* Work to be completed
Copy the article on inflation and the peso's purchasing power word for word, from its first sentence to its last.

* Article
Inflation, which refers to the rate at which prices change over a period of time, shot up to 7.7 percent in October.

Mapa said that year-to-date, the purchasing power of the peso stands at 87 centavos against its value of P1 in base year 2018.

Rizal Commercial Banking Corp. chief economist Michael Ricafort said the decrease in the purchasing power of the local currency “may largely reflect the 15 percent depreciation of the peso vs. the US dollar from a year ago and also since the start of 2022.”

Ricafort said the weaker peso led to higher import prices, which, inturn, led to higher overall inflation.

Meanwhile, the labor group Partido Manggagawa (PM) said inflation has wiped out at least P76 from the P570 minimum wage in Metro Manila.

“The P570 minimum wage in NCR is actually just worth P494 by October. P76 has been shaved off the real value of the minimum wage and workers are now poorer by that amount every day,” said Rene Magtubo, PM national chairman and a city councilor of Marikina. “Before the P33 minimum wage hike in June 2022, the minimum wage was P537. Meaning, not only has the P33 been effectively wiped out by inflation, workers’ wages have [been] pushed back even further.”

He called for a new round of wage hikes to recover the lost purchasing power of workers, not just in Metro Manila but in the whole country.

The labor group’s demand for a wage hike is based on an initial computation by the Labor Education and Research Network. The computation for wage erosion took account of the rise in prices since the effectiveness of the P570 minimum wage in Metro Manila on June 4.

* Supplied information

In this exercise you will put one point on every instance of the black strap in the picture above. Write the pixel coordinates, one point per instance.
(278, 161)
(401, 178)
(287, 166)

* Exercise answer
Inflation, which refers to the rate at which prices change over a period of time, shot up to 7.7 percent in October.

Mapa said that year-to-date, the purchasing power of the peso stands at 87 centavos against its value of P1 in base year 2018.

Rizal Commercial Banking Corp. chief economist Michael Ricafort said the decrease in the purchasing power of the local currency “may largely reflect the 15 percent depreciation of the peso vs. the US dollar from a year ago and also since the start of 2022.”

Ricafort said the weaker peso led to higher import prices, which, inturn, led to higher overall inflation.

Meanwhile, the labor group Partido Manggagawa (PM) said inflation has wiped out at least P76 from the P570 minimum wage in Metro Manila.

“The P570 minimum wage in NCR is actually just worth P494 by October. P76 has been shaved off the real value of the minimum wage and workers are now poorer by that amount every day,” said Rene Magtubo, PM national chairman and a city councilor of Marikina. “Before the P33 minimum wage hike in June 2022, the minimum wage was P537. Meaning, not only has the P33 been effectively wiped out by inflation, workers’ wages have [been] pushed back even further.”

He called for a new round of wage hikes to recover the lost purchasing power of workers, not just in Metro Manila but in the whole country.

The labor group’s demand for a wage hike is based on an initial computation by the Labor Education and Research Network. The computation for wage erosion took account of the rise in prices since the effectiveness of the P570 minimum wage in Metro Manila on June 4.